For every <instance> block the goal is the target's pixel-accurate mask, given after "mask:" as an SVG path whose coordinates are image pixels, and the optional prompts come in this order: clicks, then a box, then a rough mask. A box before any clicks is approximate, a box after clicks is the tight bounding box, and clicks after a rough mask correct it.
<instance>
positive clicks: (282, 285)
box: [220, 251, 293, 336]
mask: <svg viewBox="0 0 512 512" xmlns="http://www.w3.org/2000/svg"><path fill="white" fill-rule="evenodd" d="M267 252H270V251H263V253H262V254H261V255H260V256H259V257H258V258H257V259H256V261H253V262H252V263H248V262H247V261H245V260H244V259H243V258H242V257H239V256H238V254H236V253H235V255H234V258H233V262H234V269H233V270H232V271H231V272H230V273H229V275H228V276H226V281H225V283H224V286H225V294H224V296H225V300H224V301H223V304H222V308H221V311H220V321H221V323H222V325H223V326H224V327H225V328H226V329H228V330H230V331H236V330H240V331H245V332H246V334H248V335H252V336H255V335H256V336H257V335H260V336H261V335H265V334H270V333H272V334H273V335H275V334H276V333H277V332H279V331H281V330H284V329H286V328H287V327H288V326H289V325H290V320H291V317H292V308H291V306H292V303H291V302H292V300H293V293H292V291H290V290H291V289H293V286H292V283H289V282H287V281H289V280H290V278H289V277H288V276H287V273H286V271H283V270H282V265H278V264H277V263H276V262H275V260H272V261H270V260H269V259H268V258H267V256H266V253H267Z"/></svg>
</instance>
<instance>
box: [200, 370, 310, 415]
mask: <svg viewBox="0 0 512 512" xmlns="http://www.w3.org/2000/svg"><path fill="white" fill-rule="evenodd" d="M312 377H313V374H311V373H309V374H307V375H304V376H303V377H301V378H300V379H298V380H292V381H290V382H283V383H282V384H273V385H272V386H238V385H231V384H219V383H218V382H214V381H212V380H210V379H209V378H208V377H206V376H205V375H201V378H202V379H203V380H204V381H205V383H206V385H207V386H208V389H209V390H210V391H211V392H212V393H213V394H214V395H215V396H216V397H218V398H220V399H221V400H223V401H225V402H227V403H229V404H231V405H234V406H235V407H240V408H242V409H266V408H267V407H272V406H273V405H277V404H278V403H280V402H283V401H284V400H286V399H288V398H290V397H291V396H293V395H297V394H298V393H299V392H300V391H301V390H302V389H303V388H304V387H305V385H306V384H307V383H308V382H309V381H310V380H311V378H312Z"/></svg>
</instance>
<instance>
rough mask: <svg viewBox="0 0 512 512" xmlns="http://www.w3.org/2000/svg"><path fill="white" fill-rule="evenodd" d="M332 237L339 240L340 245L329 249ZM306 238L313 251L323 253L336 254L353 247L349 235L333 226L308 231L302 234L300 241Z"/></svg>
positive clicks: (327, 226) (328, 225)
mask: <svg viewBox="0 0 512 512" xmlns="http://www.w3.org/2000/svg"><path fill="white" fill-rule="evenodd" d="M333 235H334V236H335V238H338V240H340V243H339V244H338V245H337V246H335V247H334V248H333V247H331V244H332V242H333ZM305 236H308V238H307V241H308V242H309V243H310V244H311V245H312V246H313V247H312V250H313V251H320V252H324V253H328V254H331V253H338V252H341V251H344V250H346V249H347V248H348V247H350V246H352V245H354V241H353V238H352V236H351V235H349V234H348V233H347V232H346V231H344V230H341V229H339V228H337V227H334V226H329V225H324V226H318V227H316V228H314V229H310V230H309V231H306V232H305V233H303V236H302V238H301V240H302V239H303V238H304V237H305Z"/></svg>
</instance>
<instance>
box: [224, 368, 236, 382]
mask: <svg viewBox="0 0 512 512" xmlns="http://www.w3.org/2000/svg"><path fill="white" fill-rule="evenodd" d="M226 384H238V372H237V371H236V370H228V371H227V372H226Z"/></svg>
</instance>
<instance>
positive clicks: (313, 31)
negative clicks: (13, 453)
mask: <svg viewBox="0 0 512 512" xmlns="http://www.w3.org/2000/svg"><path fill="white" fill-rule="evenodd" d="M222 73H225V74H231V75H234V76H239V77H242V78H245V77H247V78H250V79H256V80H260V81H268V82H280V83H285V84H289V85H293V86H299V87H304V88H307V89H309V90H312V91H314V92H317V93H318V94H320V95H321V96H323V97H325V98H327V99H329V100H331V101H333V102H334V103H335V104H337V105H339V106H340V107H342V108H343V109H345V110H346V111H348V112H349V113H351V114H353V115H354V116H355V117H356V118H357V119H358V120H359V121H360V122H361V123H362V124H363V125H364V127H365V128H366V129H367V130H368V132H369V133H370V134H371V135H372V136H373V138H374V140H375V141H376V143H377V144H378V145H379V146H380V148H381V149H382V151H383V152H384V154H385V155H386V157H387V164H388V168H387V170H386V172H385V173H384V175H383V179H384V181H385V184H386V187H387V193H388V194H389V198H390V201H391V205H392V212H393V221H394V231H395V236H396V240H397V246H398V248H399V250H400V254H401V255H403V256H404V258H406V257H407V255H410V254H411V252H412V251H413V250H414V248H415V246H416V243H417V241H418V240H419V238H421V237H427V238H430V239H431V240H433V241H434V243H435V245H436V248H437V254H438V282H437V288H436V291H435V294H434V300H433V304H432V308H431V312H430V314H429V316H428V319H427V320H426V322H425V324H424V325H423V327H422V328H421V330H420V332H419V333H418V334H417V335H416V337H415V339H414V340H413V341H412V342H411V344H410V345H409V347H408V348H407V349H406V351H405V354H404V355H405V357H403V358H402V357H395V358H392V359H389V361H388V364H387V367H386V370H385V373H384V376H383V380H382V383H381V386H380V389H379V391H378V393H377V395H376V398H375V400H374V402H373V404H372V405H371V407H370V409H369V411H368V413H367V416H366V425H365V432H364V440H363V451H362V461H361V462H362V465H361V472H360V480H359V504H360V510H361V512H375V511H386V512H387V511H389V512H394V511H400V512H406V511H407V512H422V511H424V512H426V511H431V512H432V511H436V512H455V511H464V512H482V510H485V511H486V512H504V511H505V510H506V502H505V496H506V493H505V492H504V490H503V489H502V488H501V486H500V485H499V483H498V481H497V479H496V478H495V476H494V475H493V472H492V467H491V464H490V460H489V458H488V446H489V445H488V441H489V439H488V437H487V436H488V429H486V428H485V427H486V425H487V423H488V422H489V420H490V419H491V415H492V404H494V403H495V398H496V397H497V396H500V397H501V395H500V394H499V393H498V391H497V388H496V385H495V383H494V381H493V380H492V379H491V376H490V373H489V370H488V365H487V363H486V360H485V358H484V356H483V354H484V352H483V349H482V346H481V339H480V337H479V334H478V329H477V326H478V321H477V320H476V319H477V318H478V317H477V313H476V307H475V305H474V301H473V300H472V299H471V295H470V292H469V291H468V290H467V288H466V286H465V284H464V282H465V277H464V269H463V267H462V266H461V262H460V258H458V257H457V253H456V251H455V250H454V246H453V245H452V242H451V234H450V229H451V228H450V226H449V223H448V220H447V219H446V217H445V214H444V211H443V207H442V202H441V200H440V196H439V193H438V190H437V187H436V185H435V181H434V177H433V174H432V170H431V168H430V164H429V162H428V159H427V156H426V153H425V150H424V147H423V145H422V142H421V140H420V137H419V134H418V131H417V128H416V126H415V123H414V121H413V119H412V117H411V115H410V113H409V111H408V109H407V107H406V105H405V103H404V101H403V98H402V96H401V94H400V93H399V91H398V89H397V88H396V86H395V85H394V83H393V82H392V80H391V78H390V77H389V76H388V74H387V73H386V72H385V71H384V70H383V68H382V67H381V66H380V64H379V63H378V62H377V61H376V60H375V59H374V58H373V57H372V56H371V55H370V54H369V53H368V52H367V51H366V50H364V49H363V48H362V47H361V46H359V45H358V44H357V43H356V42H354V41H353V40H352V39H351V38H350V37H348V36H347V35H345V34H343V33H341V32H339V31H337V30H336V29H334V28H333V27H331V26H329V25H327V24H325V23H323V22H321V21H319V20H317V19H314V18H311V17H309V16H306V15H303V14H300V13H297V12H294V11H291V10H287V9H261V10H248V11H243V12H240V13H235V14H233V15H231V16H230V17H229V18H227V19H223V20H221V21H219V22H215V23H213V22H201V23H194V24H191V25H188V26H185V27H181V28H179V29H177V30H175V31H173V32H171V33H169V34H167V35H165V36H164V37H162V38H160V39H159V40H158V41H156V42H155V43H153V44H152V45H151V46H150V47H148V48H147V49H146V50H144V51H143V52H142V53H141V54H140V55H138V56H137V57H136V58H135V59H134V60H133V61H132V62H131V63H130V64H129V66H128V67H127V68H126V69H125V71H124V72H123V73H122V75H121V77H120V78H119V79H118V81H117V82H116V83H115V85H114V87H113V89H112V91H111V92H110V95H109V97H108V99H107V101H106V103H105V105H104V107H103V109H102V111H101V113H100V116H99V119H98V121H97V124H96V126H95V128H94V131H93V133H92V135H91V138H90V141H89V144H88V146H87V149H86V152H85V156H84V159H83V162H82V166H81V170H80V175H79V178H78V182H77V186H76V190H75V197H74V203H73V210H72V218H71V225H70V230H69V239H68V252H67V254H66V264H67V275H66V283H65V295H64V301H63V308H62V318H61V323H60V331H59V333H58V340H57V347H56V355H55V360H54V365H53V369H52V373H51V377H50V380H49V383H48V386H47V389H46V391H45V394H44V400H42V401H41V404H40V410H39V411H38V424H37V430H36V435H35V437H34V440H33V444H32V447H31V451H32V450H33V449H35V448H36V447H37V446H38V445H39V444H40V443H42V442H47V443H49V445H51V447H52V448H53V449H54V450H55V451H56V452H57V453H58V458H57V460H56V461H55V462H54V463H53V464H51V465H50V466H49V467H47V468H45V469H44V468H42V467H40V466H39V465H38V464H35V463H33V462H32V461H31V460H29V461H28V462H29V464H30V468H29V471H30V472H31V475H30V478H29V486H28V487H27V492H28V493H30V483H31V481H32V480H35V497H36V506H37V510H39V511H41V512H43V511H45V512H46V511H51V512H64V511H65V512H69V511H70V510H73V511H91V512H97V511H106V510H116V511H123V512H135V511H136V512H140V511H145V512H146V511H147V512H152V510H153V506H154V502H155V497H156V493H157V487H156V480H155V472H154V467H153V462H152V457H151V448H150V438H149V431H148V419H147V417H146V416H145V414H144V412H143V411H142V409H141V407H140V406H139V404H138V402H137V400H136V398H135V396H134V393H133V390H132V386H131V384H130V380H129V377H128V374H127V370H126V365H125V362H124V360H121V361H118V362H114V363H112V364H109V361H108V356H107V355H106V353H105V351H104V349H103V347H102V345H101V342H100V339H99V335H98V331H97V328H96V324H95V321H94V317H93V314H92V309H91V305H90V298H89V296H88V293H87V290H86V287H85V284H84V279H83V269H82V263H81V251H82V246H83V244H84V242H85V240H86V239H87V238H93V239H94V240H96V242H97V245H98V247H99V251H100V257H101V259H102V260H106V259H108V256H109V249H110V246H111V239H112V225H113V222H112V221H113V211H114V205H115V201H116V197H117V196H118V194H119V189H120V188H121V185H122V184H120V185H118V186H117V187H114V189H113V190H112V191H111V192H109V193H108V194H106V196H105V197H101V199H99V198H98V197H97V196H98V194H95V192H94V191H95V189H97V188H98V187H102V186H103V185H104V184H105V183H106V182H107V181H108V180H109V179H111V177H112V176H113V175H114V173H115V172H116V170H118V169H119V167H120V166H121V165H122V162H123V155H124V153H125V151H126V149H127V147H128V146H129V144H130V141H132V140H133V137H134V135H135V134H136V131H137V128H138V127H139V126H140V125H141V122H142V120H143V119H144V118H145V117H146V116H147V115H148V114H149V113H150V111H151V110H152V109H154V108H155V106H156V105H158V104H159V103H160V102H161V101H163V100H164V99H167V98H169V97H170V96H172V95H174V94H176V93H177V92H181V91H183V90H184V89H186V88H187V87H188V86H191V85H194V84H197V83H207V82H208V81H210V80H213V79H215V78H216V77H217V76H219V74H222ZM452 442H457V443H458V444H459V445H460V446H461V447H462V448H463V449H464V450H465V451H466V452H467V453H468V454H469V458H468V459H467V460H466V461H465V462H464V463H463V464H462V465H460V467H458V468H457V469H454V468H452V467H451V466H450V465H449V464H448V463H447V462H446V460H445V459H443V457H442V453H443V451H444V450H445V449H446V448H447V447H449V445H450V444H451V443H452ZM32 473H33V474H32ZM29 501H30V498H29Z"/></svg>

- _Your instructions_
Rewrite the lines from the first one through the line containing "box: [220, 251, 293, 336]", changing "positive clicks" to "foreground clicks" and keeping everything else as it is.

- _Written solution_
For every <instance> block the goal is the target's pixel-accurate mask, given after "mask:" as an SVG path whose coordinates are image pixels, and the optional prompts come in this order: clicks, then a box, then a rough mask. A box before any clicks is approximate, a box after clicks is the tight bounding box, and clicks after a rough mask correct it.
<instance>
foreground clicks: (282, 285)
box: [220, 251, 293, 336]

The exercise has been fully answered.